◆ **INSTRUÇÕES**:
1. De acordo com o trecho fornecido, com quais temperos se come o repolho em salada?
2. Transcreva do trecho fornecido a passagem que vai de "(estamos uns quitandeiros" até "ponho na sopa!", incluindo essas palavras.

◆ **TRECHO FORNECIDO**:

-*-*-

Moral da história: deve-se sempre olhar bem o que se compra para comer.

10 Comentários:

Blogger Mónica disse...

não li tudo mas não resisto a perguntar o que é "caqui" (para mim é um tecido, para fazer fardas, por exemplo) e então come-se o repolho em salada?? salada crua?? tou curiosa para saber a receita!
depois leio o resto :-)

quarta-feira, maio 10, 2006 1:40:00 da tarde  
Blogger Sérgio disse...

Sem Cantigas,

Caqui é uma fruta que não tem na Europa (pro azar vosso, porque é delicioso! rs). Tem um tipo deles que se come bem maduro e como é excessivamente mole, deve-se evitar o contacto com coisas duras ou mãos pouco delicadas; talvez vocês o conheçam com outro nome. Sim, come-se o repolho como salada, igual aos tomates... vinagre, sal e azeite...

quarta-feira, maio 10, 2006 1:45:00 da tarde  
Blogger Mónica disse...

2-0 estou a aprender!
caqui será diospiro, fruto alaranjado? qto à couve não sei, achas que arrisque a receita, ah se sair mal a culpa é do príncipe!!!!!

quinta-feira, maio 11, 2006 3:03:00 da tarde  
Blogger Sérgio disse...

Hum... couve não é repolho... pelo menos não por aqui... (rs). Dióspiro... acho que é sim... o Eça fala dele em algum dos romances, não lembro em qual.

quinta-feira, maio 11, 2006 4:14:00 da tarde  
Blogger Mónica disse...

repolho é um tipo de couve! essa que está na fotografia, lol, ou não????
então detesto caqui! muito doce blheccccc

quinta-feira, maio 11, 2006 5:00:00 da tarde  
Blogger Sérgio disse...

Não, cá nas minhas plagas sub-tropicais (ou semi-temperado de altitude, tanto faz!), esse que forma cabeça é o chamado repolho; temos também um tipo de couve que forma cabeça, mas é mais escura. A couve de cá, dita couve-manteiga (pelo menos é o tipo mais comum) é de caule longo e folhas abertas que saem espaçada e alternadamente do caule, em direções opostas (vou ver se encontro uma fotografia). Mas, em suma é isso, couve não é repolho... (rs).
Agora é a época dos caquis (ou dióspiros, enfim!) e sinto o cheiro deles a distância, isso mesmo detestanto feira livre, maravilha dos trópicos. Mas tem em Portugal também? Ou são importados.

(estamos uns quitandeiros hoje, hem?)

quinta-feira, maio 11, 2006 5:41:00 da tarde  
Blogger Mónica disse...

tamos! mas olha que não sou boa pra discutir couves! essa couve aberta chama-se couve portuguesa! e há a couve galega, couve lombarda (de folha frisada), couve coração, mas não percebo, compro e ponho na sopa!

o diospiro é de uma árvore que há muito aqui pelo norte (n sei no sul...) no inverno fica totalmente sem folhas e apenas com os frutos pendurados dando a ilusão de uma árvore de natal com bolas a enfeitar! vou mandar-te uma fotografia da árvore pode ser?

-*-*-

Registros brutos

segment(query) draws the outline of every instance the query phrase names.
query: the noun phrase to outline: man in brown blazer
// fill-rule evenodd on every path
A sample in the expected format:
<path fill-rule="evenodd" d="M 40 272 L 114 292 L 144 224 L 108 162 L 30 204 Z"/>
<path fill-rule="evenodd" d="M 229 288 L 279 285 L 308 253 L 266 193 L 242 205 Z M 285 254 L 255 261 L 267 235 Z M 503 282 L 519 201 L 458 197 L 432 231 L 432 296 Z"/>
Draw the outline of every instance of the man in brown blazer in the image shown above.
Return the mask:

-*-*-

◆ **SOLUÇÕES DOS EXERCÍCIOS**:
1. Com vinagre, sal e azeite.

2.
(estamos uns quitandeiros hoje, hem?)

quinta-feira, maio 11, 2006 5:41:00 da tarde  
Blogger Mónica disse...

tamos! mas olha que não sou boa pra discutir couves! essa couve aberta chama-se couve portuguesa! e há a couve galega, couve lombarda (de folha frisada), couve coração, mas não percebo, compro e ponho na sopa!